> _Directions for this task_
Copy everything from the line containing "Point on each instance of the snake." down to the end of the records, changing "twig" to "branch" and leaving the rest as it is.

> _Supplied data_
+++
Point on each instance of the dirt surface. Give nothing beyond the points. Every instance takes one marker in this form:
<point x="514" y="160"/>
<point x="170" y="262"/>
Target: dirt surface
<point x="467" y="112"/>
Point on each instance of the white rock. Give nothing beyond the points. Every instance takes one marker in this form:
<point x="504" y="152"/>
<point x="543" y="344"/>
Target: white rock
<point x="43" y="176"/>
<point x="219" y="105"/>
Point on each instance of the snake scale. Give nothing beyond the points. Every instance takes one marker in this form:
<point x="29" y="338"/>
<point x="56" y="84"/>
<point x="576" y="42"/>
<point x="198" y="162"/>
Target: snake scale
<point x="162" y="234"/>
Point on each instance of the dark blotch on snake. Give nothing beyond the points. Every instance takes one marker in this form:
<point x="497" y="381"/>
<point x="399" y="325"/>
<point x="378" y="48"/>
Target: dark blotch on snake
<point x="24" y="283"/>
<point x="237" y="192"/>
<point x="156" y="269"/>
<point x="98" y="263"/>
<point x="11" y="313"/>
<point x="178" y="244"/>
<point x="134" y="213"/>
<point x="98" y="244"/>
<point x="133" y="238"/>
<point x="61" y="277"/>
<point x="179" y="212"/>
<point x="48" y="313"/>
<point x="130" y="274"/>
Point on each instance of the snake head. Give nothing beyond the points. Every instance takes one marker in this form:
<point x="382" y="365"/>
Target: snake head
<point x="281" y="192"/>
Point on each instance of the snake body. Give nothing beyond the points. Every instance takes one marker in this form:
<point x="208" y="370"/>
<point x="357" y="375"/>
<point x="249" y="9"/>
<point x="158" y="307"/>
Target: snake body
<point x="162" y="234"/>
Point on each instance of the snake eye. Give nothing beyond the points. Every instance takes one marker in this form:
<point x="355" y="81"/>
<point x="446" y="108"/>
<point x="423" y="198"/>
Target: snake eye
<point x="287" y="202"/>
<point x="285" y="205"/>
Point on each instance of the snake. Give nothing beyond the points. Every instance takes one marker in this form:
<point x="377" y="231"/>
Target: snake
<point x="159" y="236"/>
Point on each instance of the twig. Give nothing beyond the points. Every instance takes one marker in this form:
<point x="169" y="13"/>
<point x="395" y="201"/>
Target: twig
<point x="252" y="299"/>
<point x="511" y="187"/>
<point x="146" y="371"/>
+++
> _Written response_
Point on each instance of the snake. Give nothing beyond the points. Every instance takes one marker in this form:
<point x="377" y="231"/>
Target: snake
<point x="159" y="236"/>
Point on each instance of the branch. Give nothing beyond the points. Every instance takes one marker in this form:
<point x="169" y="13"/>
<point x="395" y="201"/>
Target: branch
<point x="252" y="299"/>
<point x="511" y="187"/>
<point x="146" y="371"/>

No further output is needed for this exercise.